> [What to do]
Scale everything from the start of the records down to the line containing "255,161,320,247", both ends included, reproducing every line with the requests unchanged. Multiply each bounding-box coordinate in the answers by 1.4 and round to whole numbers, with halves rounded up.

> [Data shown]
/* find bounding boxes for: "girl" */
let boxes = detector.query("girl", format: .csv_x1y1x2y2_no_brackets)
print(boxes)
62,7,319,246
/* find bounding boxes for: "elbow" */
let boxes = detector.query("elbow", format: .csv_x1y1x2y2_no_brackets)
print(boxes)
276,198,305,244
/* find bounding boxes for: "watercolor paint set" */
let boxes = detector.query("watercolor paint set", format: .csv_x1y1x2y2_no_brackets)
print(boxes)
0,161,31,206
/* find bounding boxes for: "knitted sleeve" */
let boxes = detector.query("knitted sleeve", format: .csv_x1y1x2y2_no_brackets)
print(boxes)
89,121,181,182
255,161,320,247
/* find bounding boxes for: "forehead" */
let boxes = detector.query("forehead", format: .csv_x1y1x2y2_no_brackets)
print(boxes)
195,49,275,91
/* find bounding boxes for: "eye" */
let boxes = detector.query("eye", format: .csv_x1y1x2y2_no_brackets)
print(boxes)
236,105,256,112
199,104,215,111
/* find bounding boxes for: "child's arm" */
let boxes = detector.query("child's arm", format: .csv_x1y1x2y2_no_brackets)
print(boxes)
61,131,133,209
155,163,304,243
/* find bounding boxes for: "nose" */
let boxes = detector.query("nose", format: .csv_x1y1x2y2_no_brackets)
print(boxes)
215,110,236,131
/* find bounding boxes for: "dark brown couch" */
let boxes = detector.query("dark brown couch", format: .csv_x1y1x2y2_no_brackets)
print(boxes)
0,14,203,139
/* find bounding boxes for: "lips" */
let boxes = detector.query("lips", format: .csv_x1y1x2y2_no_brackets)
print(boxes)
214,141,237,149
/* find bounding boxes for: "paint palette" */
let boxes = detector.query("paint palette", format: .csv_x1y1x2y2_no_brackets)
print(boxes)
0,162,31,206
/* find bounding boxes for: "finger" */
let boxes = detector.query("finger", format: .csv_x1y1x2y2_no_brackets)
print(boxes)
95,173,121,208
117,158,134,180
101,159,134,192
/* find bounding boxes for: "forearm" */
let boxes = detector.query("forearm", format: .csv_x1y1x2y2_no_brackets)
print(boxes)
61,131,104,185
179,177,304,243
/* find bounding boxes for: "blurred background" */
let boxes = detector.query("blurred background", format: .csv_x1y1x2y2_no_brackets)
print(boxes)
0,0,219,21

> [Answer for the task]
/* find bounding boxes for: "girl" */
let boxes = detector.query("girl", format: .csv_x1y1x2y2_no_brackets)
print(boxes)
87,10,447,344
/* find bounding boxes for: "elbow" */
let boxes = detector.query("elbow", format: .csv_x1y1x2y2_no_brackets)
print(boxes)
386,277,427,342
/* find bounding boxes for: "watercolor paint set" */
let boxes = detector.query("watercolor paint set", format: .csv_x1y1x2y2_no_brackets)
print(boxes)
0,225,43,288
/* find bounding boxes for: "knitted sleeve" */
let boxes = detector.query("knitted sleeve", format: .csv_x1y1x2y2_no_brackets)
print(boxes)
125,169,253,255
357,225,448,346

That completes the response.